Lista de tarefas:
• a. Diga se cada afirmação a seguir concorda com o texto sobre o resgate na caverna, respondendo sim ou não e citando literalmente as palavras do texto que decidem a questão: (i) Sumar Kunan tinha 38 anos; (ii) Sumar Kunan morreu no caminho de ida até os jovens; (iii) depois da morte de Sumar Kunan, passaram a ser disponibilizados cilindros reserva ao longo do percurso.
• b. Prossiga o texto sobre o resgate na caverna a partir do ponto em que ele termina.
:: Texto fornecido
No dia 5 de julho, o ex-mergulhador da Marinha Tailandesa, Sumar Kunan, de 38 anos, que atuava como voluntário para levar suprimentos aos jovens, faleceu em seu retorno à saída da caverna por falta de oxigênio durante o percurso.

A dramática morte de Sumar Kunan mostrou a complexidade da operação de resgate que estava por se realizar e deu oportunidade à adoção de novas medidas de gestão de riscos, com a disponibilização de cilindros reserva ao longo do percurso.

Um minucioso plano de ação foi elaborado e, segundo noticiado pela imprensa nele estavam planejadas as seguintes ações a realizar:

Essas são apenas algumas das ações planejadas pelo Gabinete de Crise e colocadas em execução pelas equipes operacionais envolvidas no resgate.

Um ponto muito importante para o gestor de risco é a definição do que se chama de ponto de decisão.

No caso do resgate dos Javalis Selvagens, o ponto de decisão é o momento mais tarde em que o Gabinete de Crise decidiria iniciar o resgate sem aumentar ainda mais o risco de vida dos resgatados e pessoal envolvido na operação, obtendo a preparação operacional mais adequada e retirando o máximo de água possível do interior da caverna.
::::
:: Itens fornecidos
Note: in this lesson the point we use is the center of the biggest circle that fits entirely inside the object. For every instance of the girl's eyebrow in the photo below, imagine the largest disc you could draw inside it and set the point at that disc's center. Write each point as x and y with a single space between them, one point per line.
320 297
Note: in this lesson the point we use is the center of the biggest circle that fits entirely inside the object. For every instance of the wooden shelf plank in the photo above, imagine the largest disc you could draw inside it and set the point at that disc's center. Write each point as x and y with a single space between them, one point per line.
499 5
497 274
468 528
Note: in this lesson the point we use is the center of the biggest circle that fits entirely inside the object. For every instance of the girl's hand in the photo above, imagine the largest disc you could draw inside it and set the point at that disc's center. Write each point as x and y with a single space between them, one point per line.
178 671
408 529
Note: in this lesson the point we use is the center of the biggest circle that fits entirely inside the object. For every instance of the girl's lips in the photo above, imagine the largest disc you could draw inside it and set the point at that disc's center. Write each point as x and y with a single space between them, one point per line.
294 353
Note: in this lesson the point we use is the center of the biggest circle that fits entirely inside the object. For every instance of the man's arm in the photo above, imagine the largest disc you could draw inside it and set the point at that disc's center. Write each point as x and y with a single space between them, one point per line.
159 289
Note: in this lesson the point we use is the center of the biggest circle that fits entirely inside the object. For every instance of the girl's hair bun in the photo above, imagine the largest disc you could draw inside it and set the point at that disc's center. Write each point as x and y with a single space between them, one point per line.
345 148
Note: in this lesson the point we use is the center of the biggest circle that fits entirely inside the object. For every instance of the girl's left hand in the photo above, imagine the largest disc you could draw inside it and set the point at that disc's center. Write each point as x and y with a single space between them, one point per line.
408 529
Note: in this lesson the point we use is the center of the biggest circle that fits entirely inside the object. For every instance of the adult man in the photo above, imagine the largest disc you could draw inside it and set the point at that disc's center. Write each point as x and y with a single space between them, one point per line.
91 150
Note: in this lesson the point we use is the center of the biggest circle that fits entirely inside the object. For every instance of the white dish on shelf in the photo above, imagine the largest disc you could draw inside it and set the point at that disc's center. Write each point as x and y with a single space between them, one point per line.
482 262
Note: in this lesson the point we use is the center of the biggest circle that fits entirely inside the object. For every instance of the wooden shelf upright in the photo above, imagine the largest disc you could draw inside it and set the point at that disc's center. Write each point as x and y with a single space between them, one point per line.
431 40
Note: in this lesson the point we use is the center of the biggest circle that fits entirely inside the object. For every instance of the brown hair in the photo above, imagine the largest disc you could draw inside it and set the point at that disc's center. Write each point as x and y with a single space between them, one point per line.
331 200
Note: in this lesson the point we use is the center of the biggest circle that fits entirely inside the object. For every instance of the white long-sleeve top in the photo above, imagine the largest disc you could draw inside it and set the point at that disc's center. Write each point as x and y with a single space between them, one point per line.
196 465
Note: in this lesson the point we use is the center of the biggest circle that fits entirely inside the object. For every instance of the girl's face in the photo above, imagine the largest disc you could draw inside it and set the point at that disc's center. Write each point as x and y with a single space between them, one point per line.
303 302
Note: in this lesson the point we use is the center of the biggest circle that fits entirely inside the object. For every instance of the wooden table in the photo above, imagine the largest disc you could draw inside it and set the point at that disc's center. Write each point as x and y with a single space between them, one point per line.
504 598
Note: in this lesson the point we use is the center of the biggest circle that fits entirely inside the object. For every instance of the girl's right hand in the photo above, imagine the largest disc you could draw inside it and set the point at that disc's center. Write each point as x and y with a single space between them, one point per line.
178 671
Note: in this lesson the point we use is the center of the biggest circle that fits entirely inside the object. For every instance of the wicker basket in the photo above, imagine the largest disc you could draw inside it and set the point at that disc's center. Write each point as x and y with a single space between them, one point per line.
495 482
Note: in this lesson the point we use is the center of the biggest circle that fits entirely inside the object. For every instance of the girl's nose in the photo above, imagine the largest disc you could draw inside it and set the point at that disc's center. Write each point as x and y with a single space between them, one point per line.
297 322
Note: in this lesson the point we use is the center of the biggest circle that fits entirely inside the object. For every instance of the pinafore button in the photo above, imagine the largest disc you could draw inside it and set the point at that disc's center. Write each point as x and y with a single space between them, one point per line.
::::
As respostas:
• a.
(i) Sim: "Sumar Kunan, de 38 anos".
(ii) Não: "faleceu em seu retorno à saída da caverna".
(iii) Sim: "com a disponibilização de cilindros reserva ao longo do percurso".

• b.
Considerando o resultado excepcional obtido, podemos afirmar que escolher 8 de julho como ponto de decisão para o início das operações foi uma decisão extremamente técnica e diligente, assim como optar por proceder o resgate em três etapas (4 jovens resgatados no primeiro dia, 4 no dia 9 e 5 no dia 10 de julho).

Os riscos residuais foram expressivamente minimizados e os inúmeros fatores de risco monitorados permanentemente.

Lamentando sinceramente a morte dramática e heroica de Sumar Kunan, podemos dizer que os javalis, depois do trauma que ainda estão vivendo, desfrutarão de modo particular a magnífica sensação de felicidade em correr, chutar uma bola, defender, atacar, fazer um cruzamento e marcar um gol em uma simples partida de futebol.

O gol de Umtiti no jogo contra a Bélgica que levou a França à final da Copa da Rússia, no mesmo dia 10 de julho quando se concluiu o resgate, é incomparavelmente menos importante que o espetacular golaço da equipe de futebol que, nos últimos dias de junho e primeiros dias de julho, pode contar com o maior número de torcedores no mundo: os Javalis Selvagens da Tailândia.

Como postou em sua rede social o finalista francês Paul Pogba: “Essa vitória vai para os heróis do dia” (Carlos Gomes Monteiro é Coronel da Reserva do Exército, mestre e doutor em Ciências Militares, ex-Comandante e Diretor de Ensino da Escola de Inteligência Militar do Exército, sócio da consultoria Linha Limite Soluções Integradas em Gerenciamento de Riscos)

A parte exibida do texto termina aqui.